Little did I know when I joined Carl's 'Once Upon a Time' event that I would come across an article that would so fit the theme of this reading challenge.
Here's the background. My daughter and son came home for a Sunday family dinner today. In conversation, Sara mentioned that she'd seen that a huge cache of 'fairy tales' had been discovered in Germany. Did I know anything about it? Duh ... no! This, of course, sent us scurrying for the computer to check it out.
So here's the deal ... a German folklorist and historian named Franz Xaver von Schönwerth worked during the first half of the 19th century in the Bavarian region of what is now, Germany. He patiently travelled the region, collecting and transcribing the stories and tales of the locals. After years of work, he distilled them into a book called Aus der Oberpfaltz - Sitten und Sagen (translates - In the Oberpfaltz- Sitting and Talking). This work was done at about the same time as the Grimm brothers' extensive collection efforts in the Harz region of central Germany. Long story short ... von Schönwerth's work was published in three volumes over the course of the years 1857 -59. It never rose to the level of prominence that the Grimm's work attained. Instead, it settled into obscurity. The collection of more than 500 tales was discovered in a local history archive in Regensburg, a university town in Bavaria. Work is being done on translating the entire collection to English. In the meantime, a German language collection has been published by a cultural committee in the Oberpfaltz. The historical group has called their new collection Prinz Roßzwifl ( translates - Prince Scarab Beetle).
Now, about The Turnip Princess ...here is a story with all the requisite elements of the classic fairy tale. There's a lost prince, a crone with an animal 'familiar', a strange request made with the promise of true love being found, a twist in the plot, and a final challenge that brings about a 'happily ever after'.

--------------------------------------------------

• _QUESTIONS ON THE MATERIAL_
A. According to the post on the rediscovered Bavarian fairy tales, where was the collection of more than 500 tales found?
B. Carry the post on the rediscovered Bavarian fairy tales further, beginning after its final sentence.
The items after this point come from a separate source.

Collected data
--------------------------------------------------

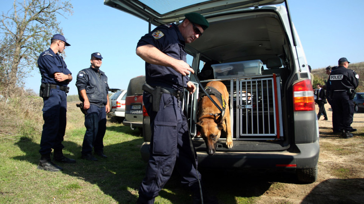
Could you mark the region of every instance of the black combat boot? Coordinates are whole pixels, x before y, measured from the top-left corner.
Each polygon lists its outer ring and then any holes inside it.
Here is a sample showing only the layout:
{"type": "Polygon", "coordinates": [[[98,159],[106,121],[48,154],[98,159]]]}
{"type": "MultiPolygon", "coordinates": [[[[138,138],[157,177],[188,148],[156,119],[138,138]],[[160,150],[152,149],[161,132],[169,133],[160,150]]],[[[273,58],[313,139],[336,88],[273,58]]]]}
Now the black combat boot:
{"type": "Polygon", "coordinates": [[[50,153],[41,155],[37,168],[52,172],[59,171],[63,170],[63,168],[51,161],[50,155],[50,153]]]}
{"type": "Polygon", "coordinates": [[[344,139],[348,139],[353,137],[353,134],[348,130],[343,130],[341,133],[341,136],[344,137],[344,139]]]}
{"type": "Polygon", "coordinates": [[[67,158],[63,155],[62,150],[54,150],[54,155],[53,156],[53,161],[63,162],[63,163],[75,163],[76,160],[73,159],[67,158]]]}

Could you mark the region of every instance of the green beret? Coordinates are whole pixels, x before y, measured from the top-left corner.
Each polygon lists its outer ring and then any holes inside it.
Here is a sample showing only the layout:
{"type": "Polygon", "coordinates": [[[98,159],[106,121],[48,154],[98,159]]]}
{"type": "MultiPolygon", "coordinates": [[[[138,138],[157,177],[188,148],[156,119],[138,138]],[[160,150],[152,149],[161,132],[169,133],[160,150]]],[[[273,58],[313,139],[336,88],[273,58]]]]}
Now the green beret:
{"type": "Polygon", "coordinates": [[[198,13],[189,13],[185,15],[186,18],[193,23],[201,26],[204,30],[209,28],[209,22],[202,15],[198,13]]]}

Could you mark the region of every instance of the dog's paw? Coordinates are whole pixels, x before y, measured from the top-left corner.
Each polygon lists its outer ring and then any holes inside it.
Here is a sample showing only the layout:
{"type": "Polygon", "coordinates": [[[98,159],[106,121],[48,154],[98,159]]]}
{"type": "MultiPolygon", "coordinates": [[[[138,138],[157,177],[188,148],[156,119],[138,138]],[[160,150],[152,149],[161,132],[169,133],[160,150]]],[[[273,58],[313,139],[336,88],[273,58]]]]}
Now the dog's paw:
{"type": "Polygon", "coordinates": [[[226,147],[227,147],[228,149],[231,149],[232,148],[233,146],[232,141],[230,142],[227,141],[226,144],[226,147]]]}

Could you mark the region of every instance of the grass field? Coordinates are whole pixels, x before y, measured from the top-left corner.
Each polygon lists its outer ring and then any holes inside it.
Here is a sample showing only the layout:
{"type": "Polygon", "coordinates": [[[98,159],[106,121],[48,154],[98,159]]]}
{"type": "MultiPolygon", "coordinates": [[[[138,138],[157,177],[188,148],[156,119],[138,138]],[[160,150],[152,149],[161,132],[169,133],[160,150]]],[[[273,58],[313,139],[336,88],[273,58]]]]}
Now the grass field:
{"type": "MultiPolygon", "coordinates": [[[[75,102],[69,102],[63,153],[76,159],[76,163],[58,163],[64,168],[62,172],[39,170],[37,166],[43,122],[39,100],[32,98],[28,102],[35,105],[28,104],[31,108],[8,116],[14,117],[13,123],[18,121],[13,128],[20,134],[5,135],[3,132],[0,135],[0,203],[135,203],[146,165],[140,155],[143,141],[140,132],[108,121],[104,144],[104,152],[108,158],[99,158],[96,162],[81,159],[85,130],[83,115],[76,107],[75,102]],[[20,115],[23,117],[16,119],[20,115]]],[[[190,203],[189,190],[184,188],[179,181],[178,175],[174,175],[156,198],[155,203],[190,203]]],[[[214,179],[211,182],[225,183],[214,179]]],[[[241,185],[242,182],[234,179],[231,186],[241,185]]],[[[206,182],[206,185],[211,183],[206,182]]],[[[213,191],[213,187],[207,187],[213,191]]],[[[222,203],[254,203],[254,193],[248,197],[236,196],[242,195],[244,188],[240,188],[238,192],[227,189],[216,195],[219,196],[222,203]]]]}

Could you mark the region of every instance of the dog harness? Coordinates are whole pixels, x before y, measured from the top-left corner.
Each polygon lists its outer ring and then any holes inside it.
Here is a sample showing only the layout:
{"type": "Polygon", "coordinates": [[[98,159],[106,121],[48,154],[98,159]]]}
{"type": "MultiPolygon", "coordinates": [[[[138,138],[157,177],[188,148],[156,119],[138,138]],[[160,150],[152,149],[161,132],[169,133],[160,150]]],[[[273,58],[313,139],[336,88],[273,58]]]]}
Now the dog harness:
{"type": "MultiPolygon", "coordinates": [[[[216,97],[217,98],[217,99],[219,102],[220,102],[220,104],[221,104],[221,106],[222,107],[222,108],[221,109],[222,110],[221,113],[209,113],[209,114],[211,115],[214,115],[217,117],[220,115],[221,117],[221,121],[222,121],[224,115],[225,114],[225,109],[226,108],[226,101],[224,99],[224,97],[222,96],[222,94],[219,92],[216,89],[212,86],[206,86],[205,87],[205,90],[206,91],[206,93],[209,95],[213,95],[216,97]]],[[[202,92],[200,94],[200,98],[202,98],[202,97],[206,95],[205,94],[205,92],[202,92]]],[[[218,108],[219,107],[218,107],[218,108]]]]}

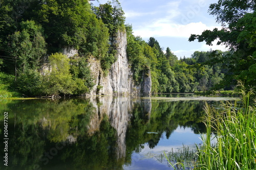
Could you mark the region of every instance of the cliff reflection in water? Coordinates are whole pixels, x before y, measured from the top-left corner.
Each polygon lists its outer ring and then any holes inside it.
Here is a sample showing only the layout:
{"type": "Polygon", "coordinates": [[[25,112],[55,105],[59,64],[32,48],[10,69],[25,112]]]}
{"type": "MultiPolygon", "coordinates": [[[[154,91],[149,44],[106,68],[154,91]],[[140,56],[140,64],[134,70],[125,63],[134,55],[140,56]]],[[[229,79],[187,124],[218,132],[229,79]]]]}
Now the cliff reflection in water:
{"type": "Polygon", "coordinates": [[[133,152],[144,143],[154,148],[164,132],[168,138],[179,126],[204,131],[201,101],[109,96],[1,103],[9,113],[8,169],[122,169],[133,152]]]}

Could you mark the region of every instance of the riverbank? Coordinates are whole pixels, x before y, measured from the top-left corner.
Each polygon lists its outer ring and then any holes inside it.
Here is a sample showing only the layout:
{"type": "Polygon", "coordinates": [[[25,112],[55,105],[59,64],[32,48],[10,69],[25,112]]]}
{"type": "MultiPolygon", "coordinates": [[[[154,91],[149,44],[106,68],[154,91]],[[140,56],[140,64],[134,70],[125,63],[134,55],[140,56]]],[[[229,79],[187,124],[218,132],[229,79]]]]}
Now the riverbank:
{"type": "Polygon", "coordinates": [[[180,153],[165,154],[174,168],[256,169],[255,103],[249,105],[253,92],[246,93],[242,83],[239,86],[242,104],[225,104],[220,111],[206,103],[206,133],[201,135],[203,143],[196,145],[194,154],[184,147],[180,153]]]}

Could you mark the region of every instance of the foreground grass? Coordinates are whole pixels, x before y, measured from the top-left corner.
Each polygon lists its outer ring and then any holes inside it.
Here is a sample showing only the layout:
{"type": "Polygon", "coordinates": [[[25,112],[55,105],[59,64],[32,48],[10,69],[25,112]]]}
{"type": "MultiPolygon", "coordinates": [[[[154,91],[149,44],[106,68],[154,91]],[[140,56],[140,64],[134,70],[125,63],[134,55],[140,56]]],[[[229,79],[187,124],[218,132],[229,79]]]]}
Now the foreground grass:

--------------------------------------------------

• _ANSWERS BELOW_
A. In a local history archive in Regensburg, a university town in Bavaria.

B.
While we waited for dinner to finish cooking, we read the fairy tale and talked about the 'message' or lesson to be learned from the tale ... there was some discussion of not ignoring the beauty that hides within the most plain exteriors, the importance of trusting directions when someone is trying to help you, and the idea that helping others usually ends up being a 'win-win situation' for all. Sounded good to me ... and besides, it was time to eat! We were starved! Must have been all that talk of turnips ...
Reflecting on this find, I am so intrigued. I suppose the idea of a large collection like this shouldn't be so surprising, though. The idea of collecting folktales and cultural lore was all the rage among academics during the 19th century. What is puzzling, though, is that the work fell into such obscurity and was buried in piles of old papers just waiting, like a sleeping princess or a buried treasure to be re-discovered. If von Schönwerth was held in such esteem by the Grimm's (read the article), how was his work left by the wayside for so long? How come other academics didn't comment or leave trails that would take modern scholars of early folklore and fairy tales to von Schönwerth? If he published three volumes of work, why haven't copies surfaced over the years? This is a mystery that will no doubt have scholars digging for quite some time!
But, it is a pretty cool story, huh?